◆ Aim of the exercise:
Convert the records, from their start through the line that contains "[[300, 28, 380, 72]]" inclusive, into a numbered list with blank lines omitted. Leave the pictures out of the list.

◆ Dataset extract:

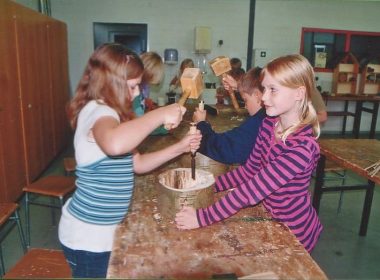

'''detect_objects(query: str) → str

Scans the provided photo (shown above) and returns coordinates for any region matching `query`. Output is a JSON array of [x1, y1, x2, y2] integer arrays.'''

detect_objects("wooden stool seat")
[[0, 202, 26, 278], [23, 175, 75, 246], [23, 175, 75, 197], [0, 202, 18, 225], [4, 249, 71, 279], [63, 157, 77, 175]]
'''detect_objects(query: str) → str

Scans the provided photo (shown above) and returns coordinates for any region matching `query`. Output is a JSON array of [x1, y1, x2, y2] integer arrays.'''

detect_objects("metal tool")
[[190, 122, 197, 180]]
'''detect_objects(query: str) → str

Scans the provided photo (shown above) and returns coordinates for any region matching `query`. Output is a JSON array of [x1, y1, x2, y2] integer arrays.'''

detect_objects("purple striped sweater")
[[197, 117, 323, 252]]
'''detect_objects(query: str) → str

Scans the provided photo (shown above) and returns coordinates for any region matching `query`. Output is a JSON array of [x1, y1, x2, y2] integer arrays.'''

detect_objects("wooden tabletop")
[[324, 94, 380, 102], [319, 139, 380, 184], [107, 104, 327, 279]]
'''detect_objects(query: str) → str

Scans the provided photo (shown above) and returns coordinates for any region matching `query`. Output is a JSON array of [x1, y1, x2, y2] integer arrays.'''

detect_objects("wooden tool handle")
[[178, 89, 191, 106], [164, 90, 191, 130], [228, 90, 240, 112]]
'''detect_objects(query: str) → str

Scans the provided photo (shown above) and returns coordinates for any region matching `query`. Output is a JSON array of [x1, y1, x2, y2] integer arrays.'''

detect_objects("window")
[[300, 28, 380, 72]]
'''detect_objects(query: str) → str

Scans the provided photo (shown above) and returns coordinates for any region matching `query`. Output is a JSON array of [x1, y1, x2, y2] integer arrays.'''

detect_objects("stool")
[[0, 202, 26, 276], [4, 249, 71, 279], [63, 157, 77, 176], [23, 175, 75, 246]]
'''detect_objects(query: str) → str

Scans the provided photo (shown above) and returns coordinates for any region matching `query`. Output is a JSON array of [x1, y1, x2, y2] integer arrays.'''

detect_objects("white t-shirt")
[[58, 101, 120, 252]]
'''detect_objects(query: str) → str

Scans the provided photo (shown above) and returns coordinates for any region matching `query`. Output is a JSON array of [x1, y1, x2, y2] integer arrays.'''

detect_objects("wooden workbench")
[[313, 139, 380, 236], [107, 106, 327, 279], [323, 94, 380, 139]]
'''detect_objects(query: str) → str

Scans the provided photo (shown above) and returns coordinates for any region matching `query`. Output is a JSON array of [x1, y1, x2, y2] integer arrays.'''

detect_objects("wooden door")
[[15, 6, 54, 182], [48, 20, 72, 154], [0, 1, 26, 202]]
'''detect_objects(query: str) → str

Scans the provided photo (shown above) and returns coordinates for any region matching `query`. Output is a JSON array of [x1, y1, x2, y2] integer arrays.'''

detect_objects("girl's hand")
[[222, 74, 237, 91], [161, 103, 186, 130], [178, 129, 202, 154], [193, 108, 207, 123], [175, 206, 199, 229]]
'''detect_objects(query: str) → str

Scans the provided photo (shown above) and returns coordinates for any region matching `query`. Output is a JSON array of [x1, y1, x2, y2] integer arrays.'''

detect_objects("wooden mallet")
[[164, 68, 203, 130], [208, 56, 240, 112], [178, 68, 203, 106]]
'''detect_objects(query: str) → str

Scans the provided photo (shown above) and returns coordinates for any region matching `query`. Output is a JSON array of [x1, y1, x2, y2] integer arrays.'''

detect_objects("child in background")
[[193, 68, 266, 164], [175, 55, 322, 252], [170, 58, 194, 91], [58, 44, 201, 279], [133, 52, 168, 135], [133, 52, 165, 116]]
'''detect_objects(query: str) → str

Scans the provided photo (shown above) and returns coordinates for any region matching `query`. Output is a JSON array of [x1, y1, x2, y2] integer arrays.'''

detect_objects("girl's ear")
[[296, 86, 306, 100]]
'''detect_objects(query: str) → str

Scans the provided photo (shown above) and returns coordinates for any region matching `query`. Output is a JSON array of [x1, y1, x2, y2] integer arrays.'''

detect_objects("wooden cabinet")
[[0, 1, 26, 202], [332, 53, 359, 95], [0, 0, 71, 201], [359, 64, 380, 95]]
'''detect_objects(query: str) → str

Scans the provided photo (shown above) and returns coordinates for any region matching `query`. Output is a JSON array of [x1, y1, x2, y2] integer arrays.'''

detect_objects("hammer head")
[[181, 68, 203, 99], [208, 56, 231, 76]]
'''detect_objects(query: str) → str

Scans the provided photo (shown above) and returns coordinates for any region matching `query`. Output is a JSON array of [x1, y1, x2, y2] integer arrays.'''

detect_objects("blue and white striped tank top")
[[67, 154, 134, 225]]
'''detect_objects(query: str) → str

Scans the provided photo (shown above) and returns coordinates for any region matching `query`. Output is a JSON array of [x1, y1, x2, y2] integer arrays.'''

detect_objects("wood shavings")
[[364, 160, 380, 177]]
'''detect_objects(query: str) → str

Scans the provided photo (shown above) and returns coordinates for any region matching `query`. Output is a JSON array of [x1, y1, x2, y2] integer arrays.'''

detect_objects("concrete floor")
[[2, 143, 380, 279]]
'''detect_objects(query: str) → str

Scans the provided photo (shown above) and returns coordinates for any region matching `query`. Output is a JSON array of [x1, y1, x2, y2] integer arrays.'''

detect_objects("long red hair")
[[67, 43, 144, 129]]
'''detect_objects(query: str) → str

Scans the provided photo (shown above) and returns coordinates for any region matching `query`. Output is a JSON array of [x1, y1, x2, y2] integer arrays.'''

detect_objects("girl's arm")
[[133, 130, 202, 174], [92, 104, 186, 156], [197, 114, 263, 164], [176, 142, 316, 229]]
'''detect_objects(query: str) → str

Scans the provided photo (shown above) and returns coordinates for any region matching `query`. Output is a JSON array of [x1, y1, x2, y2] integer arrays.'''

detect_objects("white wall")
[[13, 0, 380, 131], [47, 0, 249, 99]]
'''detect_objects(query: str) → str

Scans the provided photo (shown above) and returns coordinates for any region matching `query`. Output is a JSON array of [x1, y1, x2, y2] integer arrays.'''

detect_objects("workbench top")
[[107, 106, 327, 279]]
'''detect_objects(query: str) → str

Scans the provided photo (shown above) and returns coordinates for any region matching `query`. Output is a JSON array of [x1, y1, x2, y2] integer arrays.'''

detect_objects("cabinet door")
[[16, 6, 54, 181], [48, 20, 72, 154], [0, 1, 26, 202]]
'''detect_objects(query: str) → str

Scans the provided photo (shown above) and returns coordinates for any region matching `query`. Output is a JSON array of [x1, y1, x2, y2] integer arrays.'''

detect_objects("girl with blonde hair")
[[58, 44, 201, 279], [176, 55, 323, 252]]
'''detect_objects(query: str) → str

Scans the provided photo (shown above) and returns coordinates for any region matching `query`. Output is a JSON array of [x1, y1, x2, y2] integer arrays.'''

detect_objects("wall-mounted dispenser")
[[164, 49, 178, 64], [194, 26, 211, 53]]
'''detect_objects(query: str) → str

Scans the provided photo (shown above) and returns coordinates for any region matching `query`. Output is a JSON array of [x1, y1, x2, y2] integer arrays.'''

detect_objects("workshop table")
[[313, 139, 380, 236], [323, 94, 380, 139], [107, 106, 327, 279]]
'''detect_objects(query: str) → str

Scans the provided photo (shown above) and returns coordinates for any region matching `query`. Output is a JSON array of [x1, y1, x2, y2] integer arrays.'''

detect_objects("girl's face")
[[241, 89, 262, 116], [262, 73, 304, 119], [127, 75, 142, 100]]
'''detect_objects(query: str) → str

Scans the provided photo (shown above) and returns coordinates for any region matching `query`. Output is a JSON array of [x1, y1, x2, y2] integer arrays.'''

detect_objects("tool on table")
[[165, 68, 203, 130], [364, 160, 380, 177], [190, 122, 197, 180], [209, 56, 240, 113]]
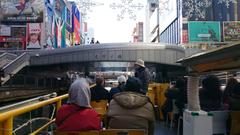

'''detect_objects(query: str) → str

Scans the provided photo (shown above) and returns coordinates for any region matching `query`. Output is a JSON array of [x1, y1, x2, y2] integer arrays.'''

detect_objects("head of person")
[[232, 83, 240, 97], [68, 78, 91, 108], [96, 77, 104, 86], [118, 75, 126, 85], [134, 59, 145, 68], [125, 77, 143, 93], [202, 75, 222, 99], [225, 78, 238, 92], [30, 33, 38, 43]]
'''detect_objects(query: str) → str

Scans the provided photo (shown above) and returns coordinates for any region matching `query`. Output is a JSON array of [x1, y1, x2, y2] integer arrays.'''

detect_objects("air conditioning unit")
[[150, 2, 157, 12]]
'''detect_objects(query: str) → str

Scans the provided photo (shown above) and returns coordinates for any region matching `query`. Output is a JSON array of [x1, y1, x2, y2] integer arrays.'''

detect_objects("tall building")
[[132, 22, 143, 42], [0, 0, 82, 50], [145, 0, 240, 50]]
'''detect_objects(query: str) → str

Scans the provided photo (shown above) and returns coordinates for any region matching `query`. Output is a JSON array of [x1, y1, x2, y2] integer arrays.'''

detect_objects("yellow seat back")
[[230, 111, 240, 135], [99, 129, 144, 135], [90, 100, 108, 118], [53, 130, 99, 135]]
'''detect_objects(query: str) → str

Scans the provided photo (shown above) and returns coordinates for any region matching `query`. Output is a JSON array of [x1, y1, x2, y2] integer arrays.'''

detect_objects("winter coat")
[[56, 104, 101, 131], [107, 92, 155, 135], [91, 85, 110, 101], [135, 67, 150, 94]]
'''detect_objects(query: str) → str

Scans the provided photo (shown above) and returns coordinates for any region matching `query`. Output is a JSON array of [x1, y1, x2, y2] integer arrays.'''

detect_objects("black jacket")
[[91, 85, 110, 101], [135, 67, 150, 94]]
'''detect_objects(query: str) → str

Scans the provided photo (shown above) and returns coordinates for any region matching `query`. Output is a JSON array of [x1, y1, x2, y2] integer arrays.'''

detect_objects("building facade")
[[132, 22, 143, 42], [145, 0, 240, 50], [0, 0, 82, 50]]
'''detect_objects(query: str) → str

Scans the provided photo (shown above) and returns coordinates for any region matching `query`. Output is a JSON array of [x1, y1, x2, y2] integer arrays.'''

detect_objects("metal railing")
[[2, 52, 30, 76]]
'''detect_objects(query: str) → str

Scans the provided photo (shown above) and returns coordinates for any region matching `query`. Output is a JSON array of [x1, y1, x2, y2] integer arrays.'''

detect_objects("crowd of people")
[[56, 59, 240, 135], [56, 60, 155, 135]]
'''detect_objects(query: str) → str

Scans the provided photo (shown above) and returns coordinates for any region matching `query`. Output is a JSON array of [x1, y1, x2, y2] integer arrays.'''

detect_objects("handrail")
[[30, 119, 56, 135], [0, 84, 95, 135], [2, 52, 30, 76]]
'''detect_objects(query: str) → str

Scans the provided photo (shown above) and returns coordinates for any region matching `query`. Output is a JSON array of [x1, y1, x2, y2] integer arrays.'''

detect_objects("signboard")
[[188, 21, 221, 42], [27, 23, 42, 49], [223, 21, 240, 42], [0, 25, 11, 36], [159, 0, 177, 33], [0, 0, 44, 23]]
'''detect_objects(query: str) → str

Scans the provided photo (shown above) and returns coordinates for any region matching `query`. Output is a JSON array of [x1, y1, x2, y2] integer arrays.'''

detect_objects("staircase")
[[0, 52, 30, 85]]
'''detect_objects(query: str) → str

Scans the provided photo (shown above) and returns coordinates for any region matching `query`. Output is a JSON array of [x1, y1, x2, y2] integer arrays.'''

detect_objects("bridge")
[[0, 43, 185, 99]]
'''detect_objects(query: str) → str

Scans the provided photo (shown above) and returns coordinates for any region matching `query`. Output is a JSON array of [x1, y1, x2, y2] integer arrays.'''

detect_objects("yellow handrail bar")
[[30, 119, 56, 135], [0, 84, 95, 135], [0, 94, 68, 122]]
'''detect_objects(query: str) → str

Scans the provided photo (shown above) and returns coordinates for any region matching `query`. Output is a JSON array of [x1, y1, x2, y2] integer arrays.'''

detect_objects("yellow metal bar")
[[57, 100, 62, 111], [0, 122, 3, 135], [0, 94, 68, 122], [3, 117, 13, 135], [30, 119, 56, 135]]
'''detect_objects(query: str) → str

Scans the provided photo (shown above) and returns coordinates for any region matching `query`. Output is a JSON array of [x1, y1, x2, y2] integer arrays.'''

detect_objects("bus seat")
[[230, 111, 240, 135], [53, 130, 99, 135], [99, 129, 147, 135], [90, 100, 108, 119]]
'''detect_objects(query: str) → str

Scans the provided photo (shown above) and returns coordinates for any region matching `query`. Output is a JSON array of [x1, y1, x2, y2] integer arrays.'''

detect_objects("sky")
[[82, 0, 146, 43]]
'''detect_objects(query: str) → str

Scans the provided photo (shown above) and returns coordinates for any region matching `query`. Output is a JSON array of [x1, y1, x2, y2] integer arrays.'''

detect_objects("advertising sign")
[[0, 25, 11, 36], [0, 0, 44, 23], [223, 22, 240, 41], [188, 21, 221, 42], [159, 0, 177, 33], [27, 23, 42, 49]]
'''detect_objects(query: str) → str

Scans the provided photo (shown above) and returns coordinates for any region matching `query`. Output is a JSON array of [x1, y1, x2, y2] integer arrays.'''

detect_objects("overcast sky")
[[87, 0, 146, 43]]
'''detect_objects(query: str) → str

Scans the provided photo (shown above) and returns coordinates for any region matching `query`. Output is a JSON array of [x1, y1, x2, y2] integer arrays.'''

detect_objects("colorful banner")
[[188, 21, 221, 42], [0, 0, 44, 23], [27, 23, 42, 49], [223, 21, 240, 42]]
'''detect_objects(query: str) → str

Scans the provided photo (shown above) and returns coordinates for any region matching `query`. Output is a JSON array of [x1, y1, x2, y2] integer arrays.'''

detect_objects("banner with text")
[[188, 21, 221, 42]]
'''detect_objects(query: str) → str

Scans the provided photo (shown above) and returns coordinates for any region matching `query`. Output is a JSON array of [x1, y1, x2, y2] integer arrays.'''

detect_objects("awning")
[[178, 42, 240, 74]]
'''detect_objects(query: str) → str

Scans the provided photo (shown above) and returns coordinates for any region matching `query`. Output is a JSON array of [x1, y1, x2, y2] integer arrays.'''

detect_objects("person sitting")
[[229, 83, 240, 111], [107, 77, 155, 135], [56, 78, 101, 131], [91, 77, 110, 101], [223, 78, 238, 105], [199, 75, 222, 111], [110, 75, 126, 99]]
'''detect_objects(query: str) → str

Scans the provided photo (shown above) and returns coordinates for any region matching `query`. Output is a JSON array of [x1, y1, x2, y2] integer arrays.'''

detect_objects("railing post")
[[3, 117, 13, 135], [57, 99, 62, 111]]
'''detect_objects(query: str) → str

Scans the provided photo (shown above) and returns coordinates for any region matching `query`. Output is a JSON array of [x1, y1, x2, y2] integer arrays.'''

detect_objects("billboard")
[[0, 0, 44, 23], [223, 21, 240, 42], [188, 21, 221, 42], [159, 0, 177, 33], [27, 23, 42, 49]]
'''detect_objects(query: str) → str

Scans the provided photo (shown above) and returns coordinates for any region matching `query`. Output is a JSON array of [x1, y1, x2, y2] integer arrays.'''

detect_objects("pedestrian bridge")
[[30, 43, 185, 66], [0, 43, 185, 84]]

◆ Completed exercise:
1. '''detect_objects(query: str) → str
2. Scans the provided photo (shown above) and returns coordinates for any region matching `query`. Output is a JSON array of [x1, y1, x2, y2] integer arrays.'''
3. detect_objects("wooden stool seat")
4. [[0, 202, 26, 278], [23, 175, 75, 246], [23, 175, 75, 197], [0, 202, 18, 225], [4, 249, 71, 279], [63, 157, 77, 175]]
5. '''detect_objects(query: str) → str
6. Scans the provided photo (shown above) and returns coordinates for any region matching `query`. Output is a JSON array of [x1, y1, x2, y2] integer arrays.'''
7. detect_objects("metal tool")
8. [[190, 122, 197, 180]]
9. '''detect_objects(query: str) → str
10. Scans the provided photo (shown above) and returns coordinates for any region matching `query`. Output is a JSON array of [x1, y1, x2, y2] integer arrays.'''
11. detect_objects("purple striped sweater")
12. [[197, 117, 323, 252]]
13. '''detect_objects(query: str) → str
14. Scans the provided photo (shown above) and returns coordinates for any region matching `query`. Output is a JSON array of [x1, y1, x2, y2] integer arrays.'''
15. detect_objects("wooden tabletop")
16. [[324, 94, 380, 102], [319, 139, 380, 184], [107, 104, 327, 279]]
17. '''detect_objects(query: str) → str
18. Scans the provided photo (shown above) and returns coordinates for any region matching `query`. Output is a JSON array of [x1, y1, x2, y2] integer arrays.'''
19. detect_objects("wooden tool handle")
20. [[178, 89, 191, 106], [164, 90, 191, 130], [228, 90, 240, 112]]
21. '''detect_objects(query: str) → str
22. Scans the provided photo (shown above) and returns coordinates for any region matching `query`. Output is a JSON array of [x1, y1, x2, y2] integer arrays.'''
23. detect_objects("window")
24. [[300, 28, 380, 72]]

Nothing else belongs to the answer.